DOCUMENT SEGMENT:

# How can we visualise decimal numbers?

As a mathematician, I’ve always been interested in numbers and patterns between them. So many mathematical formulas, numbers and concepts can be “explained”, or at least shown visually, that I was tempted to create data visualisations (or, if you prefer, data art) based on numbers and their patterns. One of my first fun mathematical facts that I remember from a young age was about the fascinating number 142857 and what happens when you multiply it

142857 x 1 = 142857
142857 x 2 = 285714
142857 x 3 = 428571
142857 x 4 = 571428
142857 x 5 = 714285
142857 x 6 = 857142
142857 x 7 = 999999

Each multiple is a cycle of the previous numbers until you get to 7 – it seemed amazing! Not long after, I learned that 1/7 (one-seventh) was 0.142857 recurring when described as a decimal, there was that number sequence again! And so it was that a few decades later, earlier this year, I wondered whether there might be some interesting opportunities for visualising recurring decimals. If fascinating things (in my eyes, anyway) happen with sevenths, what happens with other recurring decimals? As a lover of small multiples and grids, I set about looking at the first 100 digits of the first 100 fractions (1/1, 1/2 through to 1/100). The result is below – true to my preference, I wanted to design an eye-catching “poster style” visualisation and I was pleased with this result.

WHAT TO DO:
a) In the post on visualizing decimal numbers, what is 1/7 when written as a decimal?
b) List every product the post on visualizing decimal numbers gives for 142857 multiplied by 1 through 7.
c) Restate the part of the post on visualizing decimal numbers that opens with the words containing "Each multiple is" and closes with "with this result.", swapping "sevenths" for "ninths".

EXCERPTED DATA:
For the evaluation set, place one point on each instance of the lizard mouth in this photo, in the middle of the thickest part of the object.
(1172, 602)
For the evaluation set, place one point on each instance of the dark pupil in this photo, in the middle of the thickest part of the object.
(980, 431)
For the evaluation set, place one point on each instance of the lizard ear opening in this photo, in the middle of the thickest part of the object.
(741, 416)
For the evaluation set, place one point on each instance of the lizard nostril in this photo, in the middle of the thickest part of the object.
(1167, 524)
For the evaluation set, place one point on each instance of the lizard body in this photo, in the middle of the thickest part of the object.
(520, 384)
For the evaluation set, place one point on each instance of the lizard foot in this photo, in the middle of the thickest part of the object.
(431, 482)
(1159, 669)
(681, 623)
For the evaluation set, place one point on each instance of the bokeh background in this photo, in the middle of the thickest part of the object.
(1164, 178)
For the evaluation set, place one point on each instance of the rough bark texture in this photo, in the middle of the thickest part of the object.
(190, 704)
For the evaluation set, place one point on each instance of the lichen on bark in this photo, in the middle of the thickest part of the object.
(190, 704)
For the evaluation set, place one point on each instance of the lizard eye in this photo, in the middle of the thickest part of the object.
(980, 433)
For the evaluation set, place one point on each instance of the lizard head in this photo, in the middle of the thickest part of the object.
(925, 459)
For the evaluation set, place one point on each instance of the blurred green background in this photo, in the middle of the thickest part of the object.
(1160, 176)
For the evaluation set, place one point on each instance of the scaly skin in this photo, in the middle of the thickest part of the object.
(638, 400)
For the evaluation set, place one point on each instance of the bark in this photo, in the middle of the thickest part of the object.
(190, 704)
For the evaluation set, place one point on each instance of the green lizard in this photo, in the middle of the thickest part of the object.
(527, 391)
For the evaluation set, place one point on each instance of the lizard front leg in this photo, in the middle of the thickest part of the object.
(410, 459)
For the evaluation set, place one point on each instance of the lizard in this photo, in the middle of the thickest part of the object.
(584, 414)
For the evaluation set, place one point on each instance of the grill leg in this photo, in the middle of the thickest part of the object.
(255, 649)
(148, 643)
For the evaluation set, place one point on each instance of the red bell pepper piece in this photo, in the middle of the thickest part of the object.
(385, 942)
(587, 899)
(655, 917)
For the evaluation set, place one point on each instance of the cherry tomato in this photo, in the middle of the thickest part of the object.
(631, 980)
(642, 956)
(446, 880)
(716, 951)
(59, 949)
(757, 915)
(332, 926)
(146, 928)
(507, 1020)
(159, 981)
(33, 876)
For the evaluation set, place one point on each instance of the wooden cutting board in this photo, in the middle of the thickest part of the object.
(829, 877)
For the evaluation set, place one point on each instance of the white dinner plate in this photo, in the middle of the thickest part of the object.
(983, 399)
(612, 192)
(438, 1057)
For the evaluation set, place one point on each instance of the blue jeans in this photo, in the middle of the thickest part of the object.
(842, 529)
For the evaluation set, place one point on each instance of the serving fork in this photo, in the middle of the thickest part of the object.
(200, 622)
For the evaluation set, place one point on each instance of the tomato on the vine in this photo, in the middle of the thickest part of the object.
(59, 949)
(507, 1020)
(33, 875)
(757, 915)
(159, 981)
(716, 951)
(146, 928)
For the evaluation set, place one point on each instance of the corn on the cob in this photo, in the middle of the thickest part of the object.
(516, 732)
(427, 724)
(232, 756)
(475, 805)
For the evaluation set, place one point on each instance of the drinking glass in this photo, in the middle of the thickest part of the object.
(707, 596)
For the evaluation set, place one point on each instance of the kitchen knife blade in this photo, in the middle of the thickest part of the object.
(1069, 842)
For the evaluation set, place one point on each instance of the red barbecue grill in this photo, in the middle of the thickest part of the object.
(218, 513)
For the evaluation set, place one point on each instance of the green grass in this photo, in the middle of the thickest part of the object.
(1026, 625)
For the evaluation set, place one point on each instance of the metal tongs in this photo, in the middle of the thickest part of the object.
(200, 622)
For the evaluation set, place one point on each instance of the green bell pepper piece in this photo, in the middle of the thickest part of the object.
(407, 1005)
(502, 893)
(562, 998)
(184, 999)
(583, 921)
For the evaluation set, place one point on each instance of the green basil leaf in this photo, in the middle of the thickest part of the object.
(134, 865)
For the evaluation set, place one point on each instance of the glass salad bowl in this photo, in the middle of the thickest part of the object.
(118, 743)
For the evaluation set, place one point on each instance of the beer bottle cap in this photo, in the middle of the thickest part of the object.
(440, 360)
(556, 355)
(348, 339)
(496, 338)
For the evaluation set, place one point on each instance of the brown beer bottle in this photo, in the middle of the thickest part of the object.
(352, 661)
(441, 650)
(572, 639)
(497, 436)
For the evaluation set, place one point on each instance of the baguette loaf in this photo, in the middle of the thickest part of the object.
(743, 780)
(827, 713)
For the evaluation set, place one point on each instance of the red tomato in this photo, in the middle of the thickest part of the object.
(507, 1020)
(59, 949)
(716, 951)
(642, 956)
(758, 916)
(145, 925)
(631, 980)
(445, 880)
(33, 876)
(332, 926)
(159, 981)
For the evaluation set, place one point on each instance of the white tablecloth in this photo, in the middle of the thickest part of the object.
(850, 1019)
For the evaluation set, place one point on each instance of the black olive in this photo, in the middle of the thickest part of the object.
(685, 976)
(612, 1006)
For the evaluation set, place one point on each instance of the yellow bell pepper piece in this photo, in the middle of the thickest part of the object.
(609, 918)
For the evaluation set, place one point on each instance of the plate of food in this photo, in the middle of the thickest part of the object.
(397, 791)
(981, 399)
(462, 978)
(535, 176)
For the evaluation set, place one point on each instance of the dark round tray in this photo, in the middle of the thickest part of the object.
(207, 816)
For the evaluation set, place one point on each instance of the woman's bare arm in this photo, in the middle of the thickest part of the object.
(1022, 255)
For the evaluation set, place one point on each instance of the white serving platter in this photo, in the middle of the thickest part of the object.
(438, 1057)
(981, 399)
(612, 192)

SOLUTIONS TO THE EXERCISE:
a) 0.142857 recurring

b) 142857, 285714, 428571, 571428, 714285, 857142, 999999

c)
Each multiple is a cycle of the previous numbers until you get to 7 – it seemed amazing! Not long after, I learned that 1/7 (one-seventh) was 0.142857 recurring when described as a decimal, there was that number sequence again! And so it was that a few decades later, earlier this year, I wondered whether there might be some interesting opportunities for visualising recurring decimals. If fascinating things (in my eyes, anyway) happen with ninths, what happens with other recurring decimals? As a lover of small multiples and grids, I set about looking at the first 100 digits of the first 100 fractions (1/1, 1/2 through to 1/100). The result is below – true to my preference, I wanted to design an eye-catching “poster style” visualisation and I was pleased with this result.